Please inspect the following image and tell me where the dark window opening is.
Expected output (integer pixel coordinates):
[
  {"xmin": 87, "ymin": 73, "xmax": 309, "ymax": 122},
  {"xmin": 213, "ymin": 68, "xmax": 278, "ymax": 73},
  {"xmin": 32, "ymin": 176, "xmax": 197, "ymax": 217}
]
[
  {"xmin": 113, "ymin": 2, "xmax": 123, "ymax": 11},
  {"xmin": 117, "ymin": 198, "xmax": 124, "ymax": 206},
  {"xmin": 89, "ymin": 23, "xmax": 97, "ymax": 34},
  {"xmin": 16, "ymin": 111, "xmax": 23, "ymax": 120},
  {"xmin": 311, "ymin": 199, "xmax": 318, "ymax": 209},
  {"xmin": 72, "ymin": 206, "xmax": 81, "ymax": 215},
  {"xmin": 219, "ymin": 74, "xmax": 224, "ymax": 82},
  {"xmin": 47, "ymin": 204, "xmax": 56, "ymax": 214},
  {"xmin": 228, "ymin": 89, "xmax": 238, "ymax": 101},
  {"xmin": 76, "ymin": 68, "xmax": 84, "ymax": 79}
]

**Exercise brief**
Put each line of the material above into a Markdown table with two columns, No. and Content. Number the rows in order and skip any blank lines.

**Finished exercise**
| No. | Content |
|---|---|
| 1 | Please inspect the following image and tell me where the dark window opening is. |
| 2 | Expected output (integer pixel coordinates): |
| 3 | [ |
| 4 |   {"xmin": 87, "ymin": 73, "xmax": 309, "ymax": 122}, |
| 5 |   {"xmin": 213, "ymin": 68, "xmax": 278, "ymax": 73}, |
| 6 |   {"xmin": 32, "ymin": 176, "xmax": 197, "ymax": 217} |
| 7 | ] |
| 8 | [ |
| 9 |   {"xmin": 113, "ymin": 2, "xmax": 123, "ymax": 11}, |
| 10 |   {"xmin": 117, "ymin": 198, "xmax": 124, "ymax": 206}, |
| 11 |   {"xmin": 89, "ymin": 23, "xmax": 97, "ymax": 34}, |
| 12 |   {"xmin": 16, "ymin": 111, "xmax": 23, "ymax": 120}, |
| 13 |   {"xmin": 311, "ymin": 199, "xmax": 318, "ymax": 209}, |
| 14 |   {"xmin": 72, "ymin": 206, "xmax": 81, "ymax": 215}, |
| 15 |   {"xmin": 219, "ymin": 74, "xmax": 224, "ymax": 82}, |
| 16 |   {"xmin": 47, "ymin": 204, "xmax": 56, "ymax": 214}, |
| 17 |   {"xmin": 228, "ymin": 89, "xmax": 238, "ymax": 101}, |
| 18 |   {"xmin": 76, "ymin": 68, "xmax": 84, "ymax": 79} |
| 19 | ] |